* begin PASSAGE PROVIDED *

Smitherham is not alone. Te reo is
undergoing a revival in New Zealand, with jam-packed classes and waiting
lists now common. Māori language teachers from Auckland in the North
Island to Dunedin and Invercargill in the South say they are unable to
meet demand for their services and free classes routinely draw hundreds
of students.
John McCaffery, a language expert at the University
of Auckland school of education, says the language is thriving, with
other indigenous peoples travelling to New Zealand to learn how Māori
has made such a striking comeback. “It has been really dramatic, the
past three years in particular, Māori has gone mainstream,” he said.
“What we’re seeing is a clear indication that the language’s status and
prestige has risen dramatically and research shows that is one of the
key indicators of whether children and young people will be interested
and committed to learning it.”
According to Statistics New
Zealand, the proportion of Māori people able to hold an everyday
conversation in te reo decreased 3.7% between 1996 and 2013. But
anecdotal evidence suggests numbers of non-Māori speakers of the
language are rising, as are young Māori adults and professionals, who
would not have been captured in the last census.
Big business is
on board, too. Google has launched a Māori version of its website,
Vodafone has helped Google Maps record more accurate Māori
pronunciations, Disney has released a Māori version of the hit
Polynesian film Moana, and Fletcher Building has rolled out bilingual signs on all its construction sites.
“There’s
an increasing sense that te reo is good for identifying your business
as committed to New Zealand,” said Ngahiwi Apanui, chief executive of
the Māori Language Commission. McCaffery echoed his point, saying more
than a third of Māori teaching graduates were snapped up by big business
keen to build stronger relationships with Māori and tribal groups with
significant financial portfolios.

* end PASSAGE PROVIDED *
* begin PROVIDED DATA *

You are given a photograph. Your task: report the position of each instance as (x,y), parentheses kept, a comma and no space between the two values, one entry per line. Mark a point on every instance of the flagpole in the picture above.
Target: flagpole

* end PROVIDED DATA *

__OBJECTIVE 1__. Repeat the passage on the Māori language revival word for word, from "Big business is" up to and including "significant financial portfolios.".
__OBJECTIVE 2__. Summarize the passage on the Māori language revival in two sentences.

__WORKED ANSWER 1__.
Big business is
on board, too. Google has launched a Māori version of its website,
Vodafone has helped Google Maps record more accurate Māori
pronunciations, Disney has released a Māori version of the hit
Polynesian film Moana, and Fletcher Building has rolled out bilingual signs on all its construction sites.
“There’s
an increasing sense that te reo is good for identifying your business
as committed to New Zealand,” said Ngahiwi Apanui, chief executive of
the Māori Language Commission. McCaffery echoed his point, saying more
than a third of Māori teaching graduates were snapped up by big business
keen to build stronger relationships with Māori and tribal groups with
significant financial portfolios.

__WORKED ANSWER 2__. Te reo Māori is undergoing a revival in New Zealand, with packed classes and waiting lists now common, and a University of Auckland language expert says its status and prestige have risen dramatically. Big business has taken it up too: Google, Vodafone, Disney and Fletcher Building have all adopted the language, and more than a third of Māori teaching graduates are snapped up by big business.